Data listing:
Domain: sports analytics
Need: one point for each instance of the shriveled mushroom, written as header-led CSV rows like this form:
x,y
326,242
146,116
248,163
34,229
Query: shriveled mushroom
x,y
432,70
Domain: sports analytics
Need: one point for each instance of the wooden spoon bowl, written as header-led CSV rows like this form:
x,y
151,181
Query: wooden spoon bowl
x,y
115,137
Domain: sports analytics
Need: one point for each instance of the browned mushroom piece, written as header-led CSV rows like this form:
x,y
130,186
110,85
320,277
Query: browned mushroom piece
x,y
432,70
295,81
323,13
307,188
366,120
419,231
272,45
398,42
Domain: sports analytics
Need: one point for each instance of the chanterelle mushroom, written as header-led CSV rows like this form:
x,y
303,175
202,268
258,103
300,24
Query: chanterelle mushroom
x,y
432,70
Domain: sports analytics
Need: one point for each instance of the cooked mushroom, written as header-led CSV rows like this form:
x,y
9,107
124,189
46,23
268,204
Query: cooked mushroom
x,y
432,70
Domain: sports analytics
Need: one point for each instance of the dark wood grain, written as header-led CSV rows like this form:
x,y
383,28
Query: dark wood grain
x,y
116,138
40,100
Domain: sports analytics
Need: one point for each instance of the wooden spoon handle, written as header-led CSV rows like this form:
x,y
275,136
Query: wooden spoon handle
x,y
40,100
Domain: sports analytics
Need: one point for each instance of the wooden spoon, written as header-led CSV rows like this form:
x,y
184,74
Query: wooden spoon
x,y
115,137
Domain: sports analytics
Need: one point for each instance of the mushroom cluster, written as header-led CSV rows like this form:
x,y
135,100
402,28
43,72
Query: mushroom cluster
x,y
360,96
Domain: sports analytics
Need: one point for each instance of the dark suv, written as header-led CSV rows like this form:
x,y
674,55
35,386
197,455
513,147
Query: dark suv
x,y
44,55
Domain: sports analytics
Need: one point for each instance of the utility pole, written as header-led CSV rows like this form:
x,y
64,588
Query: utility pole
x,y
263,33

STATED PROBLEM:
Exactly as written above, please repeat the entries.

RESPONSE TO THIS EXERCISE:
Domain: sports analytics
Need: one point for each instance of the shriveled mushroom, written as header-led CSV rows like this form:
x,y
326,242
146,116
248,163
34,229
Query: shriveled mushroom
x,y
432,70
Domain: sports analytics
Need: one point for each instance of the wooden spoon bowl, written as header-led CSV rows like this form:
x,y
151,181
Query: wooden spoon bowl
x,y
115,137
Domain: sports analytics
Need: one point for each instance of the browned mushroom piece, written as header-led CSV rows like this form:
x,y
130,186
110,85
320,277
Query: browned mushroom piece
x,y
432,70
295,81
323,13
307,188
366,120
419,231
272,45
398,42
Domain: sports analytics
Need: one point for each instance of the chanterelle mushroom, written as header-led CSV rows like this form:
x,y
303,175
202,268
258,103
300,24
Query: chanterelle mushroom
x,y
432,70
Domain: sports analytics
Need: one point for each instance of the cooked mushroom, written as header-led CSV rows like this form:
x,y
9,107
124,189
46,23
268,204
Query: cooked mushroom
x,y
432,70
Domain: sports analytics
Need: one point for each instance of the dark wood grain, written as header-led CSV rows like this form:
x,y
383,28
Query: dark wood grain
x,y
116,138
40,100
Domain: sports analytics
Need: one point for each instance of the wooden spoon handle, written as header-led CSV rows like this form:
x,y
275,136
Query: wooden spoon handle
x,y
40,100
Domain: sports analytics
Need: one point for each instance of the wooden spoon, written as header-led CSV rows like this form:
x,y
184,74
Query: wooden spoon
x,y
115,137
Domain: sports analytics
Need: one point for each instance of the mushroom cluster, written as header-led CSV rows like this form:
x,y
135,100
402,28
43,72
Query: mushroom cluster
x,y
360,96
Domain: sports analytics
Need: one point for each instance of the dark suv, written as header-led CSV rows like this form:
x,y
674,55
35,386
197,455
513,147
Query: dark suv
x,y
44,55
Domain: sports analytics
Need: one point for each instance of the utility pole, written as header-led CSV rows like this form:
x,y
64,588
Query: utility pole
x,y
263,33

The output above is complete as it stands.